* START Source data *

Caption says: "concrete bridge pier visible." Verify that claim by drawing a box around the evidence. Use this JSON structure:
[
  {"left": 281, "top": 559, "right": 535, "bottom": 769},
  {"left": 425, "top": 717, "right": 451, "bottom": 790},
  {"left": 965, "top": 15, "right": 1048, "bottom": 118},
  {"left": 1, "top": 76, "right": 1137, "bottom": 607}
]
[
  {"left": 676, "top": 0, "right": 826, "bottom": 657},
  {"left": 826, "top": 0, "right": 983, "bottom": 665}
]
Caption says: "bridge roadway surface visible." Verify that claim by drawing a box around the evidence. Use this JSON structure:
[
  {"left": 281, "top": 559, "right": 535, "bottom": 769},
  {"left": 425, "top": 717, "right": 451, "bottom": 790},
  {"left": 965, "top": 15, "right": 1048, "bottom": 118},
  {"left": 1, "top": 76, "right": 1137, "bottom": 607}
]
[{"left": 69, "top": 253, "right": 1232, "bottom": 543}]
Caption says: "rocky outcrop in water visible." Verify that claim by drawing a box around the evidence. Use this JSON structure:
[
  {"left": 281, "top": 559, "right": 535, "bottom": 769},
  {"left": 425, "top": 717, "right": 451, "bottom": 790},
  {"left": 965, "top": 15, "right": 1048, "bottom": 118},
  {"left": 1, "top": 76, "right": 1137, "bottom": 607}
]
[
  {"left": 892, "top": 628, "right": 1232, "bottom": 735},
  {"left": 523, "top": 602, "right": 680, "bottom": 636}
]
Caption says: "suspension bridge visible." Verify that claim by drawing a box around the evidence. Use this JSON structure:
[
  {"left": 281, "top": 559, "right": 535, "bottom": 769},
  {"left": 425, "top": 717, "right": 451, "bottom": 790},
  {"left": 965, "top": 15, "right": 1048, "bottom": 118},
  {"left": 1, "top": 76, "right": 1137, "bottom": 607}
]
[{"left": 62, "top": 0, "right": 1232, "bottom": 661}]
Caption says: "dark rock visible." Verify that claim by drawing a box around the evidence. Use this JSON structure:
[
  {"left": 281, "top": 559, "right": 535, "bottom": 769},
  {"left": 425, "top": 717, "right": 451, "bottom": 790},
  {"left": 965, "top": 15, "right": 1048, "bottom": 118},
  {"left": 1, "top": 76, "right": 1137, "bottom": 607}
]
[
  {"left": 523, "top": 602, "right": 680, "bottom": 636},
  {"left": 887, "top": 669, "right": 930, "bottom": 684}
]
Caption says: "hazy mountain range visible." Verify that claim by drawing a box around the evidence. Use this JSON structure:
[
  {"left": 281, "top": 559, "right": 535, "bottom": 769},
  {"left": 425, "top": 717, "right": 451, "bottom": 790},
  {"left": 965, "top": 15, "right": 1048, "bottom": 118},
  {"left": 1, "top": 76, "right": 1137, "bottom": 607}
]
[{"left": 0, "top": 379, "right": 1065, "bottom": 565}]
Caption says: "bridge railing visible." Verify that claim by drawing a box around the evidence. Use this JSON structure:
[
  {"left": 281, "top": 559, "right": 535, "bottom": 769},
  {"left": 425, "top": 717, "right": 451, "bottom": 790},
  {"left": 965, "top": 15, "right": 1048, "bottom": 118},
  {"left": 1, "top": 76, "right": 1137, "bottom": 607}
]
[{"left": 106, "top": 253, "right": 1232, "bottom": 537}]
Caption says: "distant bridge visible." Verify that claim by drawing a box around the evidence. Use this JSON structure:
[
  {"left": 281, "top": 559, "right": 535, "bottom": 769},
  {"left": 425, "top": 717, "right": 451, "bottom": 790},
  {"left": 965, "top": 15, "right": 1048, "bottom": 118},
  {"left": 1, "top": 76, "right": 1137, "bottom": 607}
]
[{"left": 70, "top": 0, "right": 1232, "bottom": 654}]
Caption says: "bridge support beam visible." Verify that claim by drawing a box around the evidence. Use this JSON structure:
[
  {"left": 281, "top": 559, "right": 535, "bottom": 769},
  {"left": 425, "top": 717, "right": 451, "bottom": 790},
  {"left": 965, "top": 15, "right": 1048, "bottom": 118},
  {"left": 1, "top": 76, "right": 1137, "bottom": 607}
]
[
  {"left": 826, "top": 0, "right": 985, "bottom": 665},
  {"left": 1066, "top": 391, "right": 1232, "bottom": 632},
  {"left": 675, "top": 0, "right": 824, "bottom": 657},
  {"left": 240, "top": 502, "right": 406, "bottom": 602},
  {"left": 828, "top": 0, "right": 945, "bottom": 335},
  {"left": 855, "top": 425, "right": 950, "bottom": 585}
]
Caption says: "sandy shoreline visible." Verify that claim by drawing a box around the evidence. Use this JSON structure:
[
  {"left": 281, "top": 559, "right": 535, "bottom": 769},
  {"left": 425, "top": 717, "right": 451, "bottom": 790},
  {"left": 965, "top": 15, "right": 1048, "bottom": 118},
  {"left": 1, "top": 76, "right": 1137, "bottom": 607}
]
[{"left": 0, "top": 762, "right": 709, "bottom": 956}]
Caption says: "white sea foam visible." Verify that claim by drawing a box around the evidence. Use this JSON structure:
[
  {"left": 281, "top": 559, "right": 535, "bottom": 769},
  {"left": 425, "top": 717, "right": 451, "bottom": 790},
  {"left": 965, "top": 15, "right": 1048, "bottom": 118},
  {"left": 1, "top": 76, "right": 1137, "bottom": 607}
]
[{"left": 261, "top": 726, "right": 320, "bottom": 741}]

* END Source data *

**Work to do**. Count the lines of the records above that contain the string "shoreline", treating uppercase and lowercase letters as different. Reply with that number alone.

**Answer to this problem**. 1